PROVIDED RECORDS Block Start
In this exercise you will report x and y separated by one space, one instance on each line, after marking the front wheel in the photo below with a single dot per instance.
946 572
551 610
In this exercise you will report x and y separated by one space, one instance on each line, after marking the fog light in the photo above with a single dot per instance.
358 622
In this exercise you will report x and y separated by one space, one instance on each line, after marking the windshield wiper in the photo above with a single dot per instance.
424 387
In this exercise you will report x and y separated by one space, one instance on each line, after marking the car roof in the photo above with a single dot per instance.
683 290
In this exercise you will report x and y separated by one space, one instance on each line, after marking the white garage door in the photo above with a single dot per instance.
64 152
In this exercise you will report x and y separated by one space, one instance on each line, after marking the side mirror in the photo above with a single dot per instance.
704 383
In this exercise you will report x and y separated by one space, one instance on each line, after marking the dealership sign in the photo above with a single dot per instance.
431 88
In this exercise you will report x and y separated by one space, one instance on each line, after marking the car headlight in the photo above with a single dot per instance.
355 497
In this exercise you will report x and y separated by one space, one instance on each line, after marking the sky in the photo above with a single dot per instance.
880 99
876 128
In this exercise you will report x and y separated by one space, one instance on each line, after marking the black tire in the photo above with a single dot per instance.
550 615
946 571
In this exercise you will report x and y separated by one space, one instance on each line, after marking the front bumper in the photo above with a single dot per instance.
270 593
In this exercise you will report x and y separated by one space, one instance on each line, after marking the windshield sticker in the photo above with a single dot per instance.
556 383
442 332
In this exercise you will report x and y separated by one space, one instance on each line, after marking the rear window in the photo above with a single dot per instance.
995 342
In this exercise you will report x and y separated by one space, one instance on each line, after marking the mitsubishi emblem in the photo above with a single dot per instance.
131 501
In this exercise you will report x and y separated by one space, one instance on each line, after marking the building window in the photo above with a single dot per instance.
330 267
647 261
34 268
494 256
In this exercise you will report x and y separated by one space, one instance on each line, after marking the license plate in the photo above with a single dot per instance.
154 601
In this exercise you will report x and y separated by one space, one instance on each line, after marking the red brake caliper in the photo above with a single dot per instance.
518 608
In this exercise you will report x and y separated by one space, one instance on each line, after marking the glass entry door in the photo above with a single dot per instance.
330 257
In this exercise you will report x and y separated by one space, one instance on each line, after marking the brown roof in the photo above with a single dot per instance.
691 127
PROVIDED RECORDS Block End
WHAT THIS TASK INVOLVES
Transcribe the whole listing exactly.

SOLUTION TO THE PROBLEM
In this exercise you will report x and y separated by one space, one instance on each line, after marking the front wheel in the photo below with a single dot per instance.
946 572
551 610
In this exercise you will report x and y separated by one space, one instance on each line, after marking the fog light in the photo above with a single dot per instance.
358 622
In this exercise you will report x and y separated by one space, one instance on each line, after marking the windshield wiper in the photo above with a single dot per instance.
424 387
In this exercise you will report x and y separated by one space, one instance on each line, after marking the car roof in the photo above with a single dot per instance.
683 290
In this exercise you will report x and y separated by one space, one instance on each line, after marking the white garage door in the photo above with a single dot per instance.
64 152
In this exercise you will report x and y separated by one space, one instance on each line, after marking the side mirror in the photo above with a single dot per instance.
704 383
In this exercise you will report x and y separated by one space, one instance on each line, after marking the dealership sign in the photo above with a single dot per instance.
431 88
In this exercise you will report x and y separated by one space, one instance on each line, after marking the car headlight in the photo above with a single dot per instance.
355 497
In this exercise you will report x and y separated by one space, one instance on each line, after marking the sky in the photo above with a single dot per instance.
880 99
876 128
In this exercise you will report x and y separated by one space, one instance on each line, after marking the black tire in the photo above with a single dot per instance.
550 615
946 571
In this exercise you will report x and y separated by one space, one instance on each line, after marking the front bumper in the photo above with a single dot per instance.
270 593
In this exercise you will report x and y separated by one space, one instance on each line, after marking the windshield sticker in the photo above with a single dot per instance.
556 383
442 332
In this exercise you will report x and y separated by one space, one instance on each line, after marking the rear window in the photo above with a single dot per instance.
995 342
In this exercise you will report x and y separated by one space, one instance on each line, after marking the mitsubishi emblem in the photo above with a single dot per instance.
131 501
In this exercise you will report x and y separated by one space, one instance on each line, after marking the building window in the photo above with a single dot per instance.
330 267
647 261
34 268
494 256
In this exercise you will report x and y separated by one space, one instance on each line, after marking the license plate in the photo above with a single dot per instance.
154 601
In this exercise you will report x and y separated by one space, one instance on each line, after marking the red brake caliper in the photo above with a single dot per instance.
518 608
In this exercise you will report x and y separated by one space, one instance on each line, after marking the glass entry door in the photo above with a single dot per instance.
330 257
In this exercise you will report x and y separated by one space, one instance on each line, after marking the brown roof in the photo above with a single dot per instance.
691 127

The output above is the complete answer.